▶ Given data:
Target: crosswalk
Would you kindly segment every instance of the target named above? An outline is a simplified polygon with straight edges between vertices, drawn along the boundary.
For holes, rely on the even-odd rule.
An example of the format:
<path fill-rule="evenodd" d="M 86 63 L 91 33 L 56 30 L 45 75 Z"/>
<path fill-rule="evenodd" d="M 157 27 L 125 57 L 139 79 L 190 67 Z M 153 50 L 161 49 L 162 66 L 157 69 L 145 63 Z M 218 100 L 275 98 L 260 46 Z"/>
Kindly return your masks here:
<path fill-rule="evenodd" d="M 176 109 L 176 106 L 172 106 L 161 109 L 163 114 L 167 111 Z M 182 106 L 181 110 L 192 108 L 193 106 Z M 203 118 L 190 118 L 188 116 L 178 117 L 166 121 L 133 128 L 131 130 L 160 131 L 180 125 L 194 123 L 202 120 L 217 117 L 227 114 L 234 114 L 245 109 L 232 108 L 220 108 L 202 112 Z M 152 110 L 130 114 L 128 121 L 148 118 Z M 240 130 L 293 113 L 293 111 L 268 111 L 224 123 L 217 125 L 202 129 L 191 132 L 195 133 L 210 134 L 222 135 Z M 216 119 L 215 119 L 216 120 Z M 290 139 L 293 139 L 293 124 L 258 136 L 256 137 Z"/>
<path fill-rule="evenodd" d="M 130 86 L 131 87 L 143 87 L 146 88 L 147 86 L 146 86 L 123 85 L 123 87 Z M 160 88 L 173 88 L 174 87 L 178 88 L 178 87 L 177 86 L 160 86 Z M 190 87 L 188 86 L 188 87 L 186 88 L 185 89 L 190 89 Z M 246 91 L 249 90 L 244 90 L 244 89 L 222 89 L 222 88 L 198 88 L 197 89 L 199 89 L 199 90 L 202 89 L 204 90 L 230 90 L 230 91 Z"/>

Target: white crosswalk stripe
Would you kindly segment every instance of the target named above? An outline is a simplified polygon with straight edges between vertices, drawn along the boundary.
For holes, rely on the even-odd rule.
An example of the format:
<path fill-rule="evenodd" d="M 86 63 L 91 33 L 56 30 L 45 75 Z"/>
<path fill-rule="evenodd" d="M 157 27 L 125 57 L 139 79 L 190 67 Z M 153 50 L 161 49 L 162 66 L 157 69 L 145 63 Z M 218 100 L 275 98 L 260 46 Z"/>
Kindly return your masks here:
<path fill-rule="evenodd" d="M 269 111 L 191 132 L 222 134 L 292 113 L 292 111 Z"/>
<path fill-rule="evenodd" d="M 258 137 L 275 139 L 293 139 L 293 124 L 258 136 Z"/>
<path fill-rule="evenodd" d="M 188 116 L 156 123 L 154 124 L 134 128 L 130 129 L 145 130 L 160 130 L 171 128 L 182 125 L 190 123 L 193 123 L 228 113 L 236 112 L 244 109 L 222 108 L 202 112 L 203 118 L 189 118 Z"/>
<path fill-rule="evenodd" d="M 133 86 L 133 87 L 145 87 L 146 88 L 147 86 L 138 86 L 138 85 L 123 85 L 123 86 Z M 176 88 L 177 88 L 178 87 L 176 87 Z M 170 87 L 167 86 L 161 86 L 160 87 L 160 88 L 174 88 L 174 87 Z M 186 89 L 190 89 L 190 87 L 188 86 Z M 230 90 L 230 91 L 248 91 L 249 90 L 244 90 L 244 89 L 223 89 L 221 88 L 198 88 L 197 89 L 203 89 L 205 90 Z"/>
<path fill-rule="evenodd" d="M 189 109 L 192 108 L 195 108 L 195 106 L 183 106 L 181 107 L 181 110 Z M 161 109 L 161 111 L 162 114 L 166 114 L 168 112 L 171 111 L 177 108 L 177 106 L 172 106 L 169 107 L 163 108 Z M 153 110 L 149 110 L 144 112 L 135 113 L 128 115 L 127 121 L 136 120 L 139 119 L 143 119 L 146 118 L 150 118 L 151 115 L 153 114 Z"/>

* * *

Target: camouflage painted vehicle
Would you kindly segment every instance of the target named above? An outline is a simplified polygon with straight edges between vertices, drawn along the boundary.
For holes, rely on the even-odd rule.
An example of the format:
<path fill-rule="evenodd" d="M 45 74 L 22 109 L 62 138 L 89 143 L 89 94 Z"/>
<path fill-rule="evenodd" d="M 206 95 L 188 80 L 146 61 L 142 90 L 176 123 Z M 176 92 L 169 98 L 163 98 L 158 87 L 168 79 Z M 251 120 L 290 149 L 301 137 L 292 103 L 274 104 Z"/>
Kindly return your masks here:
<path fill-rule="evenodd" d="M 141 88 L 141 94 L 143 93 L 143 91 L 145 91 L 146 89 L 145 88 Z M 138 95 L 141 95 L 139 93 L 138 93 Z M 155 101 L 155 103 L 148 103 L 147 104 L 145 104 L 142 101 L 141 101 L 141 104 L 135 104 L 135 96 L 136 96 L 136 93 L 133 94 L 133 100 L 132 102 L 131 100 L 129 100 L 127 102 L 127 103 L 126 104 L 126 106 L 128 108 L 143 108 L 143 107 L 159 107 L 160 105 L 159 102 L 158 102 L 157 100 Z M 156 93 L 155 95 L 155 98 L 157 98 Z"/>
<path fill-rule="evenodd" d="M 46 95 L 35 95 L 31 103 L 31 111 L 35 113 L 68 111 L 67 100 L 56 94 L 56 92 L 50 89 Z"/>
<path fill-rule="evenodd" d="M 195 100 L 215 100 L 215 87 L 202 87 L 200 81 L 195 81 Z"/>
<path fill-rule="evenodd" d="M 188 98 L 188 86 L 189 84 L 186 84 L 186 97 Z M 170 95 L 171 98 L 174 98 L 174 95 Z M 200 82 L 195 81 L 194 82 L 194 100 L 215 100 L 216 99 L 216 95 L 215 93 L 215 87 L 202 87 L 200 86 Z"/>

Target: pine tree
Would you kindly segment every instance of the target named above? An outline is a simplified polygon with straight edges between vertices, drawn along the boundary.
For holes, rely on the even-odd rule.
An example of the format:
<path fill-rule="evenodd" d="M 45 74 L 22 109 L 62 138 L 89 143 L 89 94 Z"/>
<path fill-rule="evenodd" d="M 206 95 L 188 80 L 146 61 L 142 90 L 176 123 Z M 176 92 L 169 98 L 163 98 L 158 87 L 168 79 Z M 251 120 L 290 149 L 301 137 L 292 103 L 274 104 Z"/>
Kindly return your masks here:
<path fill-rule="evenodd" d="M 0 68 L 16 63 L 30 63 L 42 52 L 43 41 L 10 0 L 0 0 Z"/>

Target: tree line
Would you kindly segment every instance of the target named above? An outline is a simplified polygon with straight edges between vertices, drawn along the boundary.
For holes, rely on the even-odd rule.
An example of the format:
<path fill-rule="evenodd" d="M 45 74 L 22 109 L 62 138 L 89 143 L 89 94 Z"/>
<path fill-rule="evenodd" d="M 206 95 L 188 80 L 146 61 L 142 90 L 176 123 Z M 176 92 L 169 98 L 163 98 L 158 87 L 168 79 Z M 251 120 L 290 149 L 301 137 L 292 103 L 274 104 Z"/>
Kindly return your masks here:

▶ Request: Quote the rows above verbatim, starting with the line that contains "Target: crosswalk" and going on through the line that contains "130 86 L 131", both included.

▶ Result for this task:
Target: crosswalk
Would you kindly segment every instance of the target named above? An outline is a simplified polygon with straight edges between vertices, drawn along the boundary.
For holes, rely on the even-odd rule.
An example of the format:
<path fill-rule="evenodd" d="M 86 63 L 91 33 L 56 30 L 45 75 Z"/>
<path fill-rule="evenodd" d="M 157 27 L 125 57 L 139 79 L 190 67 Z M 153 50 L 161 49 L 162 66 L 157 69 L 145 63 Z M 218 100 L 275 98 L 260 46 Z"/>
Kindly return your masks here:
<path fill-rule="evenodd" d="M 176 109 L 176 106 L 172 106 L 161 109 L 163 114 L 167 111 Z M 182 106 L 181 110 L 192 108 L 193 106 Z M 203 118 L 190 118 L 188 116 L 178 117 L 166 121 L 133 128 L 131 130 L 160 131 L 180 125 L 194 123 L 202 120 L 217 117 L 227 114 L 234 114 L 245 109 L 232 108 L 220 108 L 202 112 Z M 152 110 L 130 114 L 128 121 L 148 118 Z M 240 130 L 293 113 L 293 111 L 268 111 L 224 123 L 217 125 L 202 129 L 191 132 L 195 133 L 210 134 L 222 135 Z M 216 119 L 215 119 L 216 120 Z M 290 139 L 293 139 L 293 124 L 258 136 L 256 137 Z"/>
<path fill-rule="evenodd" d="M 130 86 L 131 87 L 143 87 L 146 88 L 147 86 L 146 86 L 123 85 L 123 87 Z M 160 88 L 173 88 L 174 87 L 178 88 L 178 87 L 177 86 L 160 86 Z M 190 87 L 188 86 L 188 87 L 186 88 L 185 89 L 190 89 Z M 246 91 L 249 90 L 244 90 L 244 89 L 222 89 L 222 88 L 198 88 L 197 89 L 199 89 L 199 90 L 202 89 L 204 90 L 230 90 L 230 91 Z"/>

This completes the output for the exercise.